[Begin Rows]

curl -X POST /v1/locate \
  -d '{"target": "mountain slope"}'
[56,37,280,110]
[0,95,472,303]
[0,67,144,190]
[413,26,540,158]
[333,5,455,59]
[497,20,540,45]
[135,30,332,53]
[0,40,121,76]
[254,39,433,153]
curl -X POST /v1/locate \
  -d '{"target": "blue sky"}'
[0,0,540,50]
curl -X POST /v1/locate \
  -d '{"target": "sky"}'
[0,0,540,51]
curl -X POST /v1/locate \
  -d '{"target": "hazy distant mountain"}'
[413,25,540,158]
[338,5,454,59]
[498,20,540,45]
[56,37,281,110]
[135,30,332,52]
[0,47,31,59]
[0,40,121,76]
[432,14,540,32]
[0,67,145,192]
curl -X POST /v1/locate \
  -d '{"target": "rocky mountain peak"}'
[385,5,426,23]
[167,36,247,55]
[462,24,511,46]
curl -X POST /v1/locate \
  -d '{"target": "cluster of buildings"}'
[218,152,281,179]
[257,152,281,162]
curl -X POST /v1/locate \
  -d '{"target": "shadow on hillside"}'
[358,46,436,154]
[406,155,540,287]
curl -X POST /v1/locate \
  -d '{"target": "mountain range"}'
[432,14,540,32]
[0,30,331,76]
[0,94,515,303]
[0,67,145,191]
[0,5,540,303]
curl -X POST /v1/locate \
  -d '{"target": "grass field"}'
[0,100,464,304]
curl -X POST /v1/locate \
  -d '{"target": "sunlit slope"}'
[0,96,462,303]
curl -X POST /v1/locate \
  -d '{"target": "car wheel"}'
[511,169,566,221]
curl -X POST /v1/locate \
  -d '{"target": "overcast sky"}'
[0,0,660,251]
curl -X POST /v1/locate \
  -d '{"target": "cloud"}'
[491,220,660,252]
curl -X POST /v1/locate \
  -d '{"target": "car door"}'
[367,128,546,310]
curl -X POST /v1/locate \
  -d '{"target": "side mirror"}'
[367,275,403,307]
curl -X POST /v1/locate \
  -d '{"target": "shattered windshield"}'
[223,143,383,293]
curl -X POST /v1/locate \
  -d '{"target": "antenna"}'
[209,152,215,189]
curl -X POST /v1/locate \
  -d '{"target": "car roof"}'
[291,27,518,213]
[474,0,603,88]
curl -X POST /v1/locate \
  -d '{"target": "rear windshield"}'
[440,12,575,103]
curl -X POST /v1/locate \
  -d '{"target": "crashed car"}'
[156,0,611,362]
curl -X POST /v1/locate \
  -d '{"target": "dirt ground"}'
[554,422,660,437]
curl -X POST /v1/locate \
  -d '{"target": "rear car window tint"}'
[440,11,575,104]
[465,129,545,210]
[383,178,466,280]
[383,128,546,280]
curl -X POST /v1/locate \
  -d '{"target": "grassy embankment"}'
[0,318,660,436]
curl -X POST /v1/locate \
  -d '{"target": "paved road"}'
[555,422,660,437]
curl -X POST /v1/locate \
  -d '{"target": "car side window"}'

[End Rows]

• [Aim of the exercise]: Count the lines of the listing above that contain the string "slope", and reply with the number alone.

• [Solution for this task]: 2